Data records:
Start
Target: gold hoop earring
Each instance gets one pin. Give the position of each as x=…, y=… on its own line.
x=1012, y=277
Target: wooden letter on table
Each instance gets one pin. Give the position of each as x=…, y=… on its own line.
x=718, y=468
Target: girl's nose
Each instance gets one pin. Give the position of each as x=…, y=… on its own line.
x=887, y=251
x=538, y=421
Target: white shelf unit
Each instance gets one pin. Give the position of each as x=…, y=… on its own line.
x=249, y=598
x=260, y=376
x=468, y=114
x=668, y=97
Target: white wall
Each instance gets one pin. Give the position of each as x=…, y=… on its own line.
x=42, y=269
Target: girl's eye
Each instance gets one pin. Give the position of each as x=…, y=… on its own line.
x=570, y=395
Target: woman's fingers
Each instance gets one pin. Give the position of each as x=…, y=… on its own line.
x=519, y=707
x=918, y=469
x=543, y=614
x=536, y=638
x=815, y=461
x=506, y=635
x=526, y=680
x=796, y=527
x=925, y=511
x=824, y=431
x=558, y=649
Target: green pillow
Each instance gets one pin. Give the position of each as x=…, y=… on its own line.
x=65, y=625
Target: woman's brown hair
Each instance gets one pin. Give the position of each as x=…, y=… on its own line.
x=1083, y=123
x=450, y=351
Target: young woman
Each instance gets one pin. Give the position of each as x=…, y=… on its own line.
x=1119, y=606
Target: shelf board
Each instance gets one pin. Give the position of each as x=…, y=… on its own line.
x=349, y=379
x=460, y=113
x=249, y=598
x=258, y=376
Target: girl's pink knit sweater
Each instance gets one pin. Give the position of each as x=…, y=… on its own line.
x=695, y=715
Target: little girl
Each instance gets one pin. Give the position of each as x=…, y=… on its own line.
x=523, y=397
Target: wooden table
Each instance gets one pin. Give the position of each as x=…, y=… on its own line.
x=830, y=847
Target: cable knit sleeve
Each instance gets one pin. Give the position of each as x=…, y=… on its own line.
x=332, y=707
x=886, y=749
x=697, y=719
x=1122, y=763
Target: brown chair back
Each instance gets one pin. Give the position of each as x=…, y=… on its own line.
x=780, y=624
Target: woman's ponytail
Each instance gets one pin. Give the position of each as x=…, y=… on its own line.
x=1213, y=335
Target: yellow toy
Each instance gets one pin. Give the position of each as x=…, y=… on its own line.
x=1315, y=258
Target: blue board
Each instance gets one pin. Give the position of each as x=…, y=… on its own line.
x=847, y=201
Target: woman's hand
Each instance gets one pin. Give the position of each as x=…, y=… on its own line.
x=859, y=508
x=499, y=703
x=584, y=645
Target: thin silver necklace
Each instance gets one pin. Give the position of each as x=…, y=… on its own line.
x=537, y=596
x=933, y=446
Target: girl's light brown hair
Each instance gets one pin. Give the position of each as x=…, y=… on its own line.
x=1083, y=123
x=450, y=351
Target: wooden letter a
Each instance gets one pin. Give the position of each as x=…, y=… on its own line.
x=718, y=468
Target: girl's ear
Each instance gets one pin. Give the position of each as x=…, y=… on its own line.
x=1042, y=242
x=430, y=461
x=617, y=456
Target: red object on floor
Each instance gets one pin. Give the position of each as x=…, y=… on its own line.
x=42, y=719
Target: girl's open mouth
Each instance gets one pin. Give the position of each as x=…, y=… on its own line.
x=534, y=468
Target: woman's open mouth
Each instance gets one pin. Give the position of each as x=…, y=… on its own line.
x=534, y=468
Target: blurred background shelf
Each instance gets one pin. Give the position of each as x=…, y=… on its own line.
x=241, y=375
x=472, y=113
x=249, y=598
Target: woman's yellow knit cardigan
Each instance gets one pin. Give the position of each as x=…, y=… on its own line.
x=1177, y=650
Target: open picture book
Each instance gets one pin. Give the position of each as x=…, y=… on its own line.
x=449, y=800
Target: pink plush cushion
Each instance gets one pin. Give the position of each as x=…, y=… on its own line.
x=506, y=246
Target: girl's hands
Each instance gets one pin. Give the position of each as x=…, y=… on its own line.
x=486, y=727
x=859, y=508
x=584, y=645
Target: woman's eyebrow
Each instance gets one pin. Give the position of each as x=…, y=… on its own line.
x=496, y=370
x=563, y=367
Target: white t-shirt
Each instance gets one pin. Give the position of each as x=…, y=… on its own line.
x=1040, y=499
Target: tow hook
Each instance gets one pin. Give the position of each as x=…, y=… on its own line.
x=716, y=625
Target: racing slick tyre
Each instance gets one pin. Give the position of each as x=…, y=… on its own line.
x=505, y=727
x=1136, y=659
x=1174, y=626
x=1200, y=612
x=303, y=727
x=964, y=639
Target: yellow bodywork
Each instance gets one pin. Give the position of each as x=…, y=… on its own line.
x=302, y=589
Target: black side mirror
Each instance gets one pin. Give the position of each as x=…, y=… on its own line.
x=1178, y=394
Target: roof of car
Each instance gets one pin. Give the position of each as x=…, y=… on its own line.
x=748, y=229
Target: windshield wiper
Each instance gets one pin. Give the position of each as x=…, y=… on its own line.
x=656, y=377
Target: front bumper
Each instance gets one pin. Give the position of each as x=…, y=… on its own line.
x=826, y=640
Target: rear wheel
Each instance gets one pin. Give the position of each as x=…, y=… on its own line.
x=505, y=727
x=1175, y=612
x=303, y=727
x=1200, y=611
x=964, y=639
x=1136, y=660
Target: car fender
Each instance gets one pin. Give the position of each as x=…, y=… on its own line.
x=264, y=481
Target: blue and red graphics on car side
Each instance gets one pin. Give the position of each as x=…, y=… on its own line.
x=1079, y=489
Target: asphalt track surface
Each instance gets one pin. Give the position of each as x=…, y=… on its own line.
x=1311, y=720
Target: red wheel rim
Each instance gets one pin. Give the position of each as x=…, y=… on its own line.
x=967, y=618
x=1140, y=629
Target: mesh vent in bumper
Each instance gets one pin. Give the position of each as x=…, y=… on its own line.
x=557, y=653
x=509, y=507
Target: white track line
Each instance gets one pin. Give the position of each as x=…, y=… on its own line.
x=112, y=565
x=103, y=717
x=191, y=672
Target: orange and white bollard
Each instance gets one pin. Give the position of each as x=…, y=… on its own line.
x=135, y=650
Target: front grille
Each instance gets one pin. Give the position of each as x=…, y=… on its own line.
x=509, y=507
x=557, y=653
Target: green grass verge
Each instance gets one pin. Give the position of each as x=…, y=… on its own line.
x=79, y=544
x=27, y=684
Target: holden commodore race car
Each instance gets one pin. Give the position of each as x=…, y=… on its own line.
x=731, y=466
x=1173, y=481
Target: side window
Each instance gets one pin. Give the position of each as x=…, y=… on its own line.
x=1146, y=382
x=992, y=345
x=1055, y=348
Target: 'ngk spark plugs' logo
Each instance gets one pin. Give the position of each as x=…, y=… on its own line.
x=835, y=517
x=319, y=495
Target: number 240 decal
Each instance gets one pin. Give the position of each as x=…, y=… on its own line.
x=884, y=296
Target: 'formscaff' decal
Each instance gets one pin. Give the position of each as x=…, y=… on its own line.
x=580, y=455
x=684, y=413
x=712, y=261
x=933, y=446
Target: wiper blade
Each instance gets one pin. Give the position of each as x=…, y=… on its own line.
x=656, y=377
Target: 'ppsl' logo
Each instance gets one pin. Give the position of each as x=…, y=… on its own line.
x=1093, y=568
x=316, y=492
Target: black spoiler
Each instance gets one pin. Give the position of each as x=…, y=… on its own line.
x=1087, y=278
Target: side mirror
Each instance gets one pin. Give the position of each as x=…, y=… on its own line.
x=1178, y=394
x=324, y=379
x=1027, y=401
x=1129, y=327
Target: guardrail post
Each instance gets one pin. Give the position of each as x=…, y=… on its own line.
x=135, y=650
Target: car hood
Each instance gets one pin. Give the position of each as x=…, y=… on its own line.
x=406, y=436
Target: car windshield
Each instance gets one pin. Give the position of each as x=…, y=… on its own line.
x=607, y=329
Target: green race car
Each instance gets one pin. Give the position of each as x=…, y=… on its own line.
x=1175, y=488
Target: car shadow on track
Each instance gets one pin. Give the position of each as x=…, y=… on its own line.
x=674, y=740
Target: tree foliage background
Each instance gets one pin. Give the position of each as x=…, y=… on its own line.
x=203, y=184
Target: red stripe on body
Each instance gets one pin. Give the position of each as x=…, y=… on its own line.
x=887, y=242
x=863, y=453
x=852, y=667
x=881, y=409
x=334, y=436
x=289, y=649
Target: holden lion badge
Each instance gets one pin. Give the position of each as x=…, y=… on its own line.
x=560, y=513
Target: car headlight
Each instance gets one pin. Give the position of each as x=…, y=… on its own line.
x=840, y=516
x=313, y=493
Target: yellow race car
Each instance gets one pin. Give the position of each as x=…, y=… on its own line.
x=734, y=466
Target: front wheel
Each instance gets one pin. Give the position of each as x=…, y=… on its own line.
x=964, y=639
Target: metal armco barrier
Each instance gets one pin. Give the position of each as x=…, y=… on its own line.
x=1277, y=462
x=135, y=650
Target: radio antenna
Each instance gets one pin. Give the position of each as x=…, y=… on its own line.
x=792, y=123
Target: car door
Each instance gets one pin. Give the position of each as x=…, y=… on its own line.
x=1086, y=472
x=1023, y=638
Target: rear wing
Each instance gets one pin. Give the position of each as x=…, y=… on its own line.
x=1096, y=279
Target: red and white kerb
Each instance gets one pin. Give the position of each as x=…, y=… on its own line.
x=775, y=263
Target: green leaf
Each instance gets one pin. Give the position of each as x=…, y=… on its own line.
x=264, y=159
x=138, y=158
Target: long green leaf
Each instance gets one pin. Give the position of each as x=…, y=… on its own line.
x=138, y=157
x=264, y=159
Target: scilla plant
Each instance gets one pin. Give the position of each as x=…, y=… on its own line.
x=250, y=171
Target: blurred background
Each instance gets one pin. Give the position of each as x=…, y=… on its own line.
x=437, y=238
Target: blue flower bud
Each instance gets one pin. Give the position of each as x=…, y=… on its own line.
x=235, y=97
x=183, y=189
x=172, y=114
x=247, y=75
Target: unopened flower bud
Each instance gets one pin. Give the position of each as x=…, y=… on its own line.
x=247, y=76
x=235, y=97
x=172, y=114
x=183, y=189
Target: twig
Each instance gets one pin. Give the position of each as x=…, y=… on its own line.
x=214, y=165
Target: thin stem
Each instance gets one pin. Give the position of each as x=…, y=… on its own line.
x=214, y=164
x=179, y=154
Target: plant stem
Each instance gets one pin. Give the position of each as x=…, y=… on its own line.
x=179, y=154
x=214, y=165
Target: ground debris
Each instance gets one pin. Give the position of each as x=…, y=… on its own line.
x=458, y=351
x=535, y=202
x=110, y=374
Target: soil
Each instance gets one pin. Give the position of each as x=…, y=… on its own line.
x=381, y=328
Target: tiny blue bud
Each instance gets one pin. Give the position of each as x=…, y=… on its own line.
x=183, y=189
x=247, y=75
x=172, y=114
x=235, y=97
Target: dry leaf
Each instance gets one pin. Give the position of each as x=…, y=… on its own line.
End
Work required:
Rewrite the rows starting at the line that contains "Target: wooden letter on table" and ending at the line that contains "x=780, y=624". Keep every line, changing only the answers: multiply each x and y coordinate by 1.75 and round to the nearest whole number, with halves rounded up.

The solution:
Target: wooden letter on table
Each instance gets one pin. Give the position of each as x=…, y=… on its own line.
x=1257, y=819
Target: girl's nose
Each instance gets one pin. Give the position of each as x=…, y=… on its own line.
x=1552, y=439
x=942, y=737
Target: white shelf unit
Each instance gets one pin. Give the position of each as x=…, y=… on its own line.
x=436, y=1047
x=455, y=658
x=819, y=200
x=1169, y=170
Target: white wall
Each instance gets one pin. Give the position of each as x=…, y=… on its own line.
x=74, y=471
Target: girl's eye
Each instance gets one pin. Give the position of each as x=…, y=… on its own line.
x=998, y=691
Target: woman's fingers
Each instance gets one pin. Give the position of each as x=…, y=… on its own line.
x=908, y=1237
x=1607, y=821
x=950, y=1075
x=938, y=1117
x=1426, y=807
x=886, y=1111
x=921, y=1190
x=1393, y=922
x=1619, y=894
x=1442, y=754
x=977, y=1136
Target: green pillow
Each instance gets one pin. Give the position of each as x=…, y=… on its own line.
x=114, y=1094
Target: woman's brown hair
Each instance gets one pin. Give the position of each as x=…, y=… on its own line.
x=1895, y=215
x=788, y=614
Target: young woman
Each instance gets one pin. Give the position of each as x=…, y=… on its own line.
x=1958, y=1061
Target: shelf board
Each instance gets one pin. Give the position of each as x=…, y=… on its own line.
x=611, y=663
x=805, y=198
x=436, y=1047
x=452, y=658
Target: girl's pink knit sweater
Each instance gets one pin. Give the position of each as x=…, y=… on its own line.
x=1216, y=1251
Target: little girl
Each instance gets one pin. Give the position of each as x=…, y=… on its own line.
x=915, y=695
Target: wooden table
Each instance gets one pin. Give the position of each as x=…, y=… on its own line.
x=1453, y=1482
Target: cable knit sleeve
Each instance gets one pin. Give the position of each as x=…, y=… on its own line.
x=581, y=1237
x=1551, y=1311
x=1220, y=1258
x=1964, y=1335
Target: brown chair back
Each instance gets one pin. Give the position of each as x=…, y=… on its own line.
x=1365, y=1092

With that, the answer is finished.